BRIEF:
Continue the text on arming the Kosovo Liberation Army, picking up after its final sentence.

* START DOCUMENT *

Today, when the options have narrowed, the best hope for an acceptable peace still lies in the empowering of Milosevic's victims and in strengthening their power to resist with force. That's why the question of arming the KLA is so important. Of course if the KLA is itself a determined and intractable force for ethnic cleansing, then arming them would be problematic. But no one has provided evidence that this is the case, though Milosevic makes the claim. The real complaint of the U.S. against the KLA has been that it has demanded the right of the Kosovars to vote in a referendum for independence. The U.S. has never said that it would support and arm the KLA on condition that it would guarantee democratic rights to the 10% Serb minority in Kosovo. In effect, the KLA position has never been probed or tested.

While there is no rule that one must support any given military resistance to aggression -- the clearest case in point being one imperialist power resisting another -- nonetheless, the "tilt" should be toward giving such support. In the case of the KLA, we clearly have a broad, popular movement. Its supporters include nearly all those Albanians who want to fight for their freedom. Our best information tells us that the KLA's leadership is composed of a fluid combination of nationalists, Stalinists and ex-Stalinists, and an uncertain number of fundamentalists. As far as we can tell, no one group has gained decisive control -- which leaves the ultimate nature of the KLA up for grabs. That the KLA has killed Serb policemen tells us nothing about whether they are committed to ethnically cleansing Serbs from Kosovars -- after all, those police were the instrument of vicious repression and were used to keep ethnic Albanians totally subjugated for more than ten years.

Steve asks for super-guarantees that the KLA will do the right thing, rather than trying to see if it would be possible to arm them. Many of his arguments against giving weapons to the KLA have highly conservative implications. He suggests that to arm the KLA is necessarily to give the Kosovars the impression that military intervention will follow. Rather than saying that the U.S. and other potential arms suppliers should make it very clear that they do not plan to send troops or air power into the conflict, Steve says don't arm the Kosovars at all because they will inevitably believe that physical intervention will follow and will therefore engage in adventurous confrontation. This approach takes decision-making away from the Kosovars themselves; they need to be armed, and to make their own judgments about how to conduct themselves and whether the supplying of weapons means that troops and air intervention will be sure to follow if things get tight.

* END DOCUMENT *
* START DATA SECTION *

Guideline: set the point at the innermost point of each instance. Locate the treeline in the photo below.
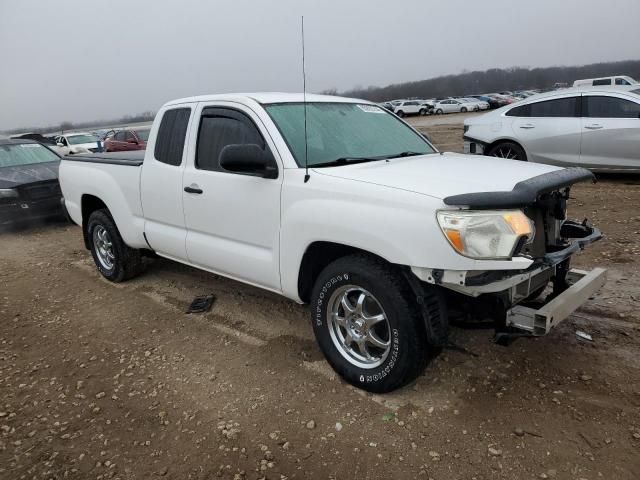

* END DATA SECTION *

OUTPUT FOR THIS TASK:
Steve makes another argument against arming the Kosovars: that it is dangerous because the U.S. has its own sinister motives when it provides weapons. Steve is certainly right about the motives, and has a point about the dangers. But taken to its logical conclusion, this would mean that no resistance movement in the world should ever take arms or material support from any of the great powers. The classical socialist reply to such an approach is the case of Lenin accepting a ride in a German train in order to get back into Russia in 1917. In this case it was argued, and in my view convincingly, that regardless of their motives and hopes, the Germans did not gain control over Lenin or succeed in making him an instrument of German imperialism. To the contrary, the Germans' scheme completely backfired on them, as Lenin believed it would, since the Bolshevik Revolution inspired mutinies and revolts in Germany and led directly to the overthrow of the imperial government. Clinton is not as naive, or desperate, as the Kaiser: generally the U.S. knows (not always, e.g. Afghanistan) that simply arming resistance movements, rather than going in and taking over, runs counter to its interest in domination and global control. Applying this same method of thinking to the question of weapons, there is, as a rule, an important distinction between great power weapons and great power troops. While the powers will always try attach strings to their weapons, they are often not successful -- whereas great power troops inevitably call the shots. In cases where it seems possible to maintain a significant measure of independence -- which is more likely to be the case if arms come from multiple sources -- it is generally wise to take the weapons and take the risk. (Tragically, if understandably, the KLA may be so battered by its recent experiences with the Serbs and so disoriented by the position it finds itself in that it does not even try to assert its independence from Western governments when and if those governments give weapons. They may end up as mere puppets of NATO. If this were to happen, it would, of course, no longer be possible for progressives to support them.)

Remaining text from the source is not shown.